▶ **PROBLEM TO WORK ON**
Reproduce verbatim the section of the hybrid power train text starting with "More specifically, the" and going on through "train are known.".

++++ PROVIDED PASSAGE

Abstract:
A hybrid motor vehicle power train operating in thermal mode or electric mode includes a thermal engine coupled to a gearbox via a clutch and an electrical machine. The electrical machine is continuously connected to the input shaft of the gearbox.

Description:
BACKGROUND OF THE INVENTION 
     I. Field of the Invention 
     The invention relates to a motor vehicle power train with a hybrid, electric and combustion, drive comprising two drive units, one an electric motor and the other a combustion engine, operating mainly in combustion mode. 
     More specifically, the subject of the invention is a hybrid motor vehicle power train operating in combustion mode or in electric mode, of the type comprising a combustion engine coupled to a gearbox via a clutch, and an electric machine. 
     II. Description of Related Art 
     Various ways of arranging an electric machine in a hybrid power train are known.

++++++++
++++ GIVEN DATA

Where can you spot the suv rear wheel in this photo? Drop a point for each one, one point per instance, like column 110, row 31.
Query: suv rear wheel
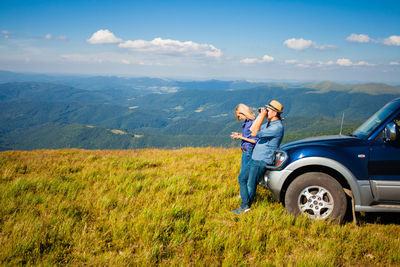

++++++++

▶ **WORKED SOLUTION**
More specifically, the subject of the invention is a hybrid motor vehicle power train operating in combustion mode or in electric mode, of the type comprising a combustion engine coupled to a gearbox via a clutch, and an electric machine. 
     II. Description of Related Art 
     Various ways of arranging an electric machine in a hybrid power train are known.